Indica quante righe dei dati contengono la parola "metal", tenendo conto di maiuscole e minuscole. Rispondi solo con il numero.

MATERIALE DI LAVORO =
== == ==
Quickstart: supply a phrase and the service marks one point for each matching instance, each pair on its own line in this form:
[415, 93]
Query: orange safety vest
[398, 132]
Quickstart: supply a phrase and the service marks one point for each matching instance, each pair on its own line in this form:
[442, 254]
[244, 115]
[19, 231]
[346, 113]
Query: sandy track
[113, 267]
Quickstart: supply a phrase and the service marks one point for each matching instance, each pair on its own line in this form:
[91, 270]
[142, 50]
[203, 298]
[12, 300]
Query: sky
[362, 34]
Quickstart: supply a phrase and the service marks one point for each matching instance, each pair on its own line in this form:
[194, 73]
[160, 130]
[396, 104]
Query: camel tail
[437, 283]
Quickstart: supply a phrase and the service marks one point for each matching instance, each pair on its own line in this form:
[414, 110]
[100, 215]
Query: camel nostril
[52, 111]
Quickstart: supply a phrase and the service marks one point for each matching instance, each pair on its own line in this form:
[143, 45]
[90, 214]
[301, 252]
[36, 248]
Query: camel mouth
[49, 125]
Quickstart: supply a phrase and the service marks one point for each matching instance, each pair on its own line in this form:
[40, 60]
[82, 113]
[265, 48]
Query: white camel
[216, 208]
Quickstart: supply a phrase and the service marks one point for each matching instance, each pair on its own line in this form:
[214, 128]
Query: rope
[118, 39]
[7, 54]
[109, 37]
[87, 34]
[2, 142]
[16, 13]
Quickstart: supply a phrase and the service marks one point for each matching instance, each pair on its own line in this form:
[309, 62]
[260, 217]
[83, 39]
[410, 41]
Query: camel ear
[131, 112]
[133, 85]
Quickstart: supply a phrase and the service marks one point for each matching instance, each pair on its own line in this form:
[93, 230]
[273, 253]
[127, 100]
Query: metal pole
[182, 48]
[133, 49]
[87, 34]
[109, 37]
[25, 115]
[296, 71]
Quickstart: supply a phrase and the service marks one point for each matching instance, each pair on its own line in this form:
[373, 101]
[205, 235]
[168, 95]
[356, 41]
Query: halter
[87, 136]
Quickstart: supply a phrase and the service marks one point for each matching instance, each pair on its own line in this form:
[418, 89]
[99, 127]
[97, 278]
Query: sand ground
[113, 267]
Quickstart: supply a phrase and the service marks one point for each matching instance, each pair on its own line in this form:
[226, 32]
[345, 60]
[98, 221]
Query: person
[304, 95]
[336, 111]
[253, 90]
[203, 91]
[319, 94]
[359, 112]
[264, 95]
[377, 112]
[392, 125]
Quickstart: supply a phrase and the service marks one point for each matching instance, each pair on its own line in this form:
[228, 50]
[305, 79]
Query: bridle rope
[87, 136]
== == ==
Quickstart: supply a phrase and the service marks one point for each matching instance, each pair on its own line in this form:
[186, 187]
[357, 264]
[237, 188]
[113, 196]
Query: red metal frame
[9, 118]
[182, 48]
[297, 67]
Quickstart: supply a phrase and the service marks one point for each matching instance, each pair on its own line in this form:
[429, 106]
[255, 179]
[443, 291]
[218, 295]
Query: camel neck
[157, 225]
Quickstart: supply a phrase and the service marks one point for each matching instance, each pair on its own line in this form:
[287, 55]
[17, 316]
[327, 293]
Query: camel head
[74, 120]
== == ==
SOLUZIONE = 2